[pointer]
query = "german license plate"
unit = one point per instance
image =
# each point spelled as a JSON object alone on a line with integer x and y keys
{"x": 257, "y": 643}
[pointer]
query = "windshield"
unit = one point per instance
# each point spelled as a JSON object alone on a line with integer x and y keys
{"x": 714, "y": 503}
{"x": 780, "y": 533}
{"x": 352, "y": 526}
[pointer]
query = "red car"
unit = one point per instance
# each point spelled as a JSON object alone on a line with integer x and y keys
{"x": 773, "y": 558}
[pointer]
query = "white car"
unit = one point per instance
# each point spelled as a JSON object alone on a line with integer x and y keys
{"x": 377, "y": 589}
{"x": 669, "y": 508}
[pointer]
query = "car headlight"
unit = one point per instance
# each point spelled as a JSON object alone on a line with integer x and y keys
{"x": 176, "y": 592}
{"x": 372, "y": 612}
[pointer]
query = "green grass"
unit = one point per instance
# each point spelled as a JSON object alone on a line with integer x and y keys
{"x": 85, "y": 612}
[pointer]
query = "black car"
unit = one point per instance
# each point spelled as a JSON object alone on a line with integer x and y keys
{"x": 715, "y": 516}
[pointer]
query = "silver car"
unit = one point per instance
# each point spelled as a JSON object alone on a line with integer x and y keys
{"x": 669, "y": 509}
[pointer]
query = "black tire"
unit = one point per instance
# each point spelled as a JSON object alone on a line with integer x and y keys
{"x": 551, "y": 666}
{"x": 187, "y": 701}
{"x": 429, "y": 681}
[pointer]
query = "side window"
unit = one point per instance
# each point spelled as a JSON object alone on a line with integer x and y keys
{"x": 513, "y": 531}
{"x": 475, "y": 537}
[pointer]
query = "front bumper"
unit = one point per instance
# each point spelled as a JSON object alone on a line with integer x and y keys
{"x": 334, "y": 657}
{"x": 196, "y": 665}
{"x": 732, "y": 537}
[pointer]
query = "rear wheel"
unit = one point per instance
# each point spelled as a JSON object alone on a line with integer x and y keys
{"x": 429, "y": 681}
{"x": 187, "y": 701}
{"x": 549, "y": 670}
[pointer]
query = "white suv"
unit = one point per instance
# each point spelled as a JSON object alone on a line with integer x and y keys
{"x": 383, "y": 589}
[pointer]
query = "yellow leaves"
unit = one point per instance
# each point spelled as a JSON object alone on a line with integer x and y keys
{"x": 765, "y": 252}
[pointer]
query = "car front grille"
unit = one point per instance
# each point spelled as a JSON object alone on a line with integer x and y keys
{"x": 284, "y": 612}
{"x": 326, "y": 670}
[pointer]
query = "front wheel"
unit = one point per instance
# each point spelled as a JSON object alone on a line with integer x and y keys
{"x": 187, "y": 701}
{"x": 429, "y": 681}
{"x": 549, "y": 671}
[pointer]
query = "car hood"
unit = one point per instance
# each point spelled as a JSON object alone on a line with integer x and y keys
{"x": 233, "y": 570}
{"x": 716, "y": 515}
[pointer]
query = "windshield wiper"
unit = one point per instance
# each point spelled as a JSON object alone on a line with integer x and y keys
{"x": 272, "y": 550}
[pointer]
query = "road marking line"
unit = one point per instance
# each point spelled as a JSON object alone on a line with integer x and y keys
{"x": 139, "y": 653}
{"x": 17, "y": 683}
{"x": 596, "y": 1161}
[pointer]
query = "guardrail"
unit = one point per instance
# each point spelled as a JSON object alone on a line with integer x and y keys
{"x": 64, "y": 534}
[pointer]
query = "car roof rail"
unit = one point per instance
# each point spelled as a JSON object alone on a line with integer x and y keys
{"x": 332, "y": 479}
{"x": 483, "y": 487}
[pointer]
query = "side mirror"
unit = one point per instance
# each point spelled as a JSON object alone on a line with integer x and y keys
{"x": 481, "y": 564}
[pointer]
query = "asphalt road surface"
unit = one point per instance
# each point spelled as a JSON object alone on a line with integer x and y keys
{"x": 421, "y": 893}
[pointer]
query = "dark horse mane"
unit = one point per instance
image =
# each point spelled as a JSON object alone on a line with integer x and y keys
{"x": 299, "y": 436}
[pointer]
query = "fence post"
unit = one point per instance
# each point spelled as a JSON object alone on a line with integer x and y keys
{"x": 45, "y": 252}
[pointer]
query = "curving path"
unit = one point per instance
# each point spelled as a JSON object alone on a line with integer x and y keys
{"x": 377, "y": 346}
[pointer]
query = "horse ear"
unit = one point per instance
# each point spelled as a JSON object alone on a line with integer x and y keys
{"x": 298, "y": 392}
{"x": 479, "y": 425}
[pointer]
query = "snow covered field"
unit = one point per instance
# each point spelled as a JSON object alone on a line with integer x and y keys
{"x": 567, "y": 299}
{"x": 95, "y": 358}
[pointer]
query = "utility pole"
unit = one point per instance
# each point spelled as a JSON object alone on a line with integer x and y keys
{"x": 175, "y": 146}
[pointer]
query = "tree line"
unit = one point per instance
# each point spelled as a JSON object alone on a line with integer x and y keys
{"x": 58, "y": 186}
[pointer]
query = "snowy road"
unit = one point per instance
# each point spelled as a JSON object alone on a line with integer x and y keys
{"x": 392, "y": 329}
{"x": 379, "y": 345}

......

## Aim of the exercise
Filter the listing above down to the lines that contain the string "road", treating uppercase and lowercase as different. Copy each matching line in full.

## Exercise output
query = "road marking line"
query = "asphalt road surface"
query = "snowy road"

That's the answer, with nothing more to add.